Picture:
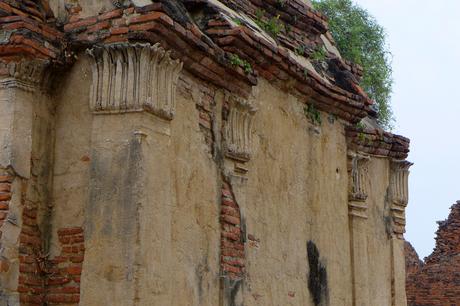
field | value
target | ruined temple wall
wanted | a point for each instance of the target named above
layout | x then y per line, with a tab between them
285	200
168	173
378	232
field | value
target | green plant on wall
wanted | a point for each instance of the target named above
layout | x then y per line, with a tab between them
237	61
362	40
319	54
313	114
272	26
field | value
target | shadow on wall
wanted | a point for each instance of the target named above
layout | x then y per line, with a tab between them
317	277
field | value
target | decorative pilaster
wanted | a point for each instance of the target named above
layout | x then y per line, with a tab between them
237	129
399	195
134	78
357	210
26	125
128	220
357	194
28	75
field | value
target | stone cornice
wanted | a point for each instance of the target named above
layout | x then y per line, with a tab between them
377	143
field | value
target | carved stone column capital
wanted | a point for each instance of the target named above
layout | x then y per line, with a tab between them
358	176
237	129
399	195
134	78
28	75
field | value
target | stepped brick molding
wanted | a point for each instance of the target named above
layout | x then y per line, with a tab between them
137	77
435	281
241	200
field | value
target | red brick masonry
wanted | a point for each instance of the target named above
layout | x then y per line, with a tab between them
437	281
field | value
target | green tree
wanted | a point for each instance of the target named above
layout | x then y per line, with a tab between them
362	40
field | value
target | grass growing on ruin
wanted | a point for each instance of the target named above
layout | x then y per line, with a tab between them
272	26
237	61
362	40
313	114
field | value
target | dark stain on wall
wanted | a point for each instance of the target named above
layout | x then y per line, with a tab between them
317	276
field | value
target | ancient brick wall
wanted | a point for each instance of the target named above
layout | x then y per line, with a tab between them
——
**BRIEF:** In your copy of the records above, include every line exactly but no pictures.

**EXERCISE OUTPUT:**
Picture:
field | value
target | ruined temple wall
wanted | a point for each instance of the target named above
layout | x then y per line, with a tab between them
285	200
168	173
378	232
field | value
target | green plant on wall
wanted | a point for each instance of the target named above
layout | x then y per line, with a tab between them
237	61
362	40
319	54
313	114
272	26
field | value
target | shadow on wall
wanted | a point for each instance of the target named above
layout | x then y per line, with a tab between them
317	277
field | value
target | decorative pilaster
wanted | a point for each instance of the target named above
layout | x then y per line, with a tab between them
237	129
399	195
134	78
357	210
26	125
128	220
357	194
28	75
field | value
target | stone cornice
wanted | a point for each instance of the target named above
layout | x then y per line, with a tab between them
377	143
field | value
target | carved stone column capital
wanted | a point for each instance of the target named above
layout | x then y per line, with a tab between them
358	176
237	129
399	195
134	78
28	75
field | value
target | stepped brick molding
wanted | a point for each instance of the target named above
layout | x then y per line, with a tab between them
137	77
435	281
241	200
field | value
target | red brick masonry
wanted | a point for each instance of the target named above
layout | x then y per line, with a tab between them
437	281
field | value
target | green tree
wanted | a point for each instance of the target named above
layout | x then y per line, with a tab between them
362	40
field | value
target | grass growing on ruin
wanted | a point for each instance of the target named above
layout | x then y per line, with a tab between them
272	26
237	61
362	40
313	114
field | value
target | dark stain on wall
wanted | a point for each instance of the target named above
layout | x then y per line, with a tab between them
317	276
field | value
target | ancient brick wall
wanted | a point for each instance of the target named above
layout | x then y per line, with a tab between them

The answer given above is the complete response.